Given data Start Marker

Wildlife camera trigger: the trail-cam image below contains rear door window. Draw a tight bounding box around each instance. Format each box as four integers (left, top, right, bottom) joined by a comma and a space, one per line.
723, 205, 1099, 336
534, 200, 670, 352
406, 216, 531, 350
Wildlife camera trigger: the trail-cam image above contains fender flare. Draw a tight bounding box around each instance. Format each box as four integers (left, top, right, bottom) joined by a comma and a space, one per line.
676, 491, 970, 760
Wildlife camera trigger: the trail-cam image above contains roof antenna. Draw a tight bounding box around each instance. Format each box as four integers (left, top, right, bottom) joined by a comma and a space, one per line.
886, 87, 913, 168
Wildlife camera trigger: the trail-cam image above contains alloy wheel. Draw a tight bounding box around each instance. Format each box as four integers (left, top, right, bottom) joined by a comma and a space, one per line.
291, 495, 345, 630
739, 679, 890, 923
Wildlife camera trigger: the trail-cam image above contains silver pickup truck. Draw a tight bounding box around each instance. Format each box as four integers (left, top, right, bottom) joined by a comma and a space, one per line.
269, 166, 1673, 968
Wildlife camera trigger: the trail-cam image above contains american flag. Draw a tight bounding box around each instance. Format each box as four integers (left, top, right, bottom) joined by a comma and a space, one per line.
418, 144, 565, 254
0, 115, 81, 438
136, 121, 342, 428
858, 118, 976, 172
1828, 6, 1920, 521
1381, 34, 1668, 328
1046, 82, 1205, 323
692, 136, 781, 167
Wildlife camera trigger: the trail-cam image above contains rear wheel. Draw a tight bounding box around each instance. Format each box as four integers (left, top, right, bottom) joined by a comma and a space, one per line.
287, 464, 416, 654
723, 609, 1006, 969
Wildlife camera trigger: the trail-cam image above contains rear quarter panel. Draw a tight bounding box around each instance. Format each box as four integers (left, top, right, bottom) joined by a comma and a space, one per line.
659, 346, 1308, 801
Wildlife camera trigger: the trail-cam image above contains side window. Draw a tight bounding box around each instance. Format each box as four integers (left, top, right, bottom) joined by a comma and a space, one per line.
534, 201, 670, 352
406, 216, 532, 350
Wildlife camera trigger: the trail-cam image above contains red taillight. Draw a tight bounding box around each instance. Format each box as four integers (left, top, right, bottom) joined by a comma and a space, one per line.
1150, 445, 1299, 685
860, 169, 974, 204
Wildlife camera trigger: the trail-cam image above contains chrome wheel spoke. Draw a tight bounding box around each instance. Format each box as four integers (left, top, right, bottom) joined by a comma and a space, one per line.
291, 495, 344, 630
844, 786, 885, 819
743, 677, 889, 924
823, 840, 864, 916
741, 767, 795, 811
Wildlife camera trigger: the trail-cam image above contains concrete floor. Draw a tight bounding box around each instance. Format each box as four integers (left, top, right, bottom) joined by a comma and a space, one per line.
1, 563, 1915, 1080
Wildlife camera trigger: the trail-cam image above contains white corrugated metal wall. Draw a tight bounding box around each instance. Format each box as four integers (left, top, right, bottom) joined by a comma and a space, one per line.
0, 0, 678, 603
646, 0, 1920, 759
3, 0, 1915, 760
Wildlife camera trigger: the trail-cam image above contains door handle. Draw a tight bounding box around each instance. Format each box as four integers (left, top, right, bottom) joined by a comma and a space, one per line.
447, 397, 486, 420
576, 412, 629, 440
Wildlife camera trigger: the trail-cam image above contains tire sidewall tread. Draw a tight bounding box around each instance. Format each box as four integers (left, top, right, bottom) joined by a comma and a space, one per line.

Given data End Marker

■ **Task item**
Each record is to be retyped exactly as written.

■ **Answer for the task**
Wildlife camera trigger: the trail-cam image below contains rear door window. Draw a tight bounding box around each instance. Format each box as four integers (left, top, right, bottom) joined by a comma and a space, one per line.
723, 205, 1099, 336
534, 200, 670, 352
406, 216, 531, 350
Wildlife camera trigger: the trail-cam image above contains fender flare. Draw a tight bounding box around each instance. Format each box as four integers (left, top, right, bottom) joined by a comma and a space, one per line.
676, 491, 970, 760
Wildlife camera trigger: the trail-cam image above contains roof antenna. Draw a tight bounding box around each instance. Format each box as four integers (left, top, right, bottom) joined by a comma and a space, one per line.
886, 87, 913, 168
Wildlife camera trigger: the trail-cam image above contains alloy wheel. Draw a tight bounding box around each instance. Format each box as four integers (left, top, right, bottom) joined by a comma and a space, one per line.
291, 495, 345, 630
739, 679, 890, 923
Wildlife camera trigger: the trail-cam image above contains silver pickup truck. Draw a tight bounding box around each instance. Format each box as four integers (left, top, right, bottom) joined by a comma and a space, one per line.
269, 166, 1673, 968
Wildlife camera trigger: the trail-cam image above contains american flag. Draw a tight bounding box around each instance. Format each box as four integers (left, top, right, bottom) joined by a comma and a space, one per line.
418, 144, 565, 254
0, 115, 81, 438
136, 121, 342, 428
858, 118, 976, 172
1828, 6, 1920, 521
1381, 34, 1668, 328
1046, 82, 1205, 323
692, 136, 781, 167
Wildlife camera trigger: the trail-cam image above contains rear wheel. Draw a tight bounding box around each instance. Format each box as four integers (left, top, right, bottom) joined by a comma and a space, one per line.
287, 464, 416, 654
723, 609, 1006, 969
Wildlife camera trigger: the trail-cam image above contains rear quarter panel. Draw a tight bounding box around each instance. Format each box as four integers (left, top, right, bottom) joined by a comma and a space, one per line.
659, 346, 1308, 801
Wildlife camera trigger: the trail-cam image above contains side window. Draw a tight bounding box around each instance. Format each box as four integers (left, top, right, bottom) joined by a comma and a space, one per line.
534, 201, 670, 352
406, 216, 532, 350
Wildlife camera trigger: the trail-cam image above contains red taillight. Draw a tight bounding box around each instance. Format each box as four integers (left, top, right, bottom) joined by a comma and a space, one per line.
1150, 445, 1299, 685
860, 169, 974, 204
Wildlife camera trigger: the trail-cam image above contains chrome wheel spoke. Draw a tight bounding box around each instance. Format each box as four integers (left, top, right, bottom) joined by a comma and a space, one per line.
291, 495, 344, 630
844, 786, 885, 819
743, 677, 889, 924
823, 840, 864, 916
741, 767, 795, 811
Wildlife camera trigger: the trail-cam image above contains concrete floor. Draw a tight bounding box around each instance. Format each box as four integers (left, top, right, bottom) joined by a comma and a space, one per line.
1, 563, 1915, 1080
Wildlife camera trigger: the trail-cam image above contains white corrugated metal wall. Draw a tight bounding box around each instance. Format each box as four integers (left, top, right, bottom) joined by a comma and a space, one per line.
0, 0, 678, 603
646, 0, 1920, 759
3, 0, 1915, 760
Wildlife camera trigger: the trail-cam image above contains door handle. Draw a tight bounding box around each instance. Format each box as four integers (left, top, right, bottom) joined by a comma and a space, one per line.
447, 397, 486, 420
576, 412, 629, 440
Wildlife camera trigger: the trail-cam image above contains tire sidewall tread. Draw a tight bounding box around each instance. Format each box as four integers (left, top, right, bottom) joined by a comma and a space, one per line.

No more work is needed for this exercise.